EXERCISE INSTRUCTIONS:
Write out the part of the article on Ugandan scientists and communication word for word, starting with "Patrick Luganda a" and going on through "can be bridged.".

By: Geoffrey Nyerere & Jacky Achan
Ugandan Scientists have been urged to develop effective communication skills, if they are to ably share their innovations with communities that stand to benefit from their works.
Patrick Luganda a Global Media Trainer and Communications Advisor on the Geneva based Commission for Climatology in the World Metrology Organization says scientists need to benefit society with their knowledge and encourage informed decision making.
“Communication is the epitome of science or any other discipline. What is communicated is what is believed,” he said.
Luganda remarked during media training for Makerere University Researchers and PHD students held Thursday at the College of Computing and Information Sciences (CoCIS).
He assured the Researchers working on the NORAD project on improving Weather Information Management in East Africa for effective service provision through the application of sustainable ICTs (WIMEA-ICT) that the existing communication gap can be bridged.
“Journalists can be paired with scientists to work together over a period of time to build their capacity to clearly report on new innovations in the science sector,” he advised. [Listen in]
He also added: “The communication component needs to be built within all science projects to enable scientists share their innovation with society who mostly benefit from their innovations.” [Listen in]
Prof. Gregg Pascal Zachary of Arizona State University USA, at the same media training said with complexity of science, valuing communication and taking risks is key to efficiency and making known new innovations to society by scientists.
Dr. Juliane Sansa-Otim is the Principle Investigator of the NORAD WIMEA_ICT project, a partnership led by Makerere University, together with the University of Bergen Geophysical Institute in Norway, Dar es salaam Institute of Technology and the University of Juba.
The project seeks to advance all aspects of meteorology in East Africa from increasing the density of weather stations, trainings in weather prediction and analysis, to innovative ways of disseminating forecasts.
“This project will provide real answers in forecasting and disseminating properly package weather information to the grassroots people who mostly engage in agriculture,” Otim says. [Listen in]
Dr. Otim also added that the project will enable the rollout of 30 weather stations in Uganda, another 30 in Tanzania and 10 in Juba at its conclusion by 2018. [Listen in]
Uganda has some infrastructure in place, but its weather services still uses analogue weather stations which are manually monitored.
One of the goals of the project is to develop and deploy small autonomous weather stations powered by wind turbines or solar cells and increase station density by 70 to 100 stations across the three countries.
This part of the project will receive input from the University of Stockholm with its expertise in electronics and electrical engineering.
The weather stations will cost about $2,000 per unit, compared to the official weather station of the World Meteorological Organisation (WMO) at $50,000 per unit.
The project also hopes to link these national networks of weather stations in order to further increase the accuracy of forecasts.
Though the national meteorological services control all national weather data and have monopoly on giving forecasts, Dr. Otim says they are working closely on this new project and the authority could allow free access to data and welcome innovative approaches to publishing forecasts.

DATA FOR ANALYSIS:
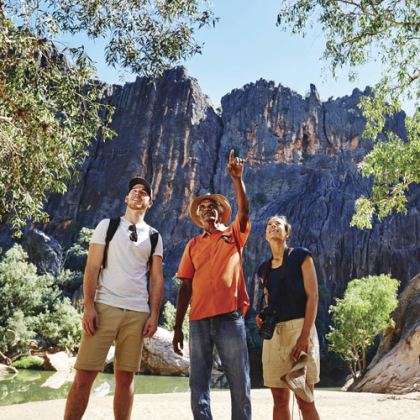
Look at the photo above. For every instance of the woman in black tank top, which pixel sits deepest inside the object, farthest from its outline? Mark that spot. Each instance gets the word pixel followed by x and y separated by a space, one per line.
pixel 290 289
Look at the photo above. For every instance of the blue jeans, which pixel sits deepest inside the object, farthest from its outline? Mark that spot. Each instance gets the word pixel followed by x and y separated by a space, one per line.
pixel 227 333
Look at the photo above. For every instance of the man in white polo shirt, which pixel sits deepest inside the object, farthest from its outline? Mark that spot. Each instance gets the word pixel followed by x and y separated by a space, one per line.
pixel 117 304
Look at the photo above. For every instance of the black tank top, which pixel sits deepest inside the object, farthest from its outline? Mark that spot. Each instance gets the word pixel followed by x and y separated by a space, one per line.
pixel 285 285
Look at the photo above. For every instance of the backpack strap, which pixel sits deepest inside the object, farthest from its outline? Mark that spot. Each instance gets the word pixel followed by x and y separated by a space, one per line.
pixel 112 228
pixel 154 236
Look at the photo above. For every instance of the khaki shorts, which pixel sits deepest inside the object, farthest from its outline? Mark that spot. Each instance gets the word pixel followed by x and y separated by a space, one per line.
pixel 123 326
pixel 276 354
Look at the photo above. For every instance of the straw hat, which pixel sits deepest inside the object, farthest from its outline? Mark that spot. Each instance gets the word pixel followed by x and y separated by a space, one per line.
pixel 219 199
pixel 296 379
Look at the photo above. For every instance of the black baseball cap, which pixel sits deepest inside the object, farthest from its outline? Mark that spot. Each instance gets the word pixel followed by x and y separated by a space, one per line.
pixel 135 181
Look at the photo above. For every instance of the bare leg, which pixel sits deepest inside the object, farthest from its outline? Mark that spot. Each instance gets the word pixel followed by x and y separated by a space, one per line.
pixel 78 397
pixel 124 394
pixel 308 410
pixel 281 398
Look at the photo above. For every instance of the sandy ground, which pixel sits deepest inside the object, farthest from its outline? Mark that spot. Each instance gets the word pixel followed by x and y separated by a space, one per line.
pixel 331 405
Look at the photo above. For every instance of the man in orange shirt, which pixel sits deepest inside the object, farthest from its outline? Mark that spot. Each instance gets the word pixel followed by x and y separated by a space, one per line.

SOLUTION BELOW:
Patrick Luganda a Global Media Trainer and Communications Advisor on the Geneva based Commission for Climatology in the World Metrology Organization says scientists need to benefit society with their knowledge and encourage informed decision making.
“Communication is the epitome of science or any other discipline. What is communicated is what is believed,” he said.
Luganda remarked during media training for Makerere University Researchers and PHD students held Thursday at the College of Computing and Information Sciences (CoCIS).
He assured the Researchers working on the NORAD project on improving Weather Information Management in East Africa for effective service provision through the application of sustainable ICTs (WIMEA-ICT) that the existing communication gap can be bridged.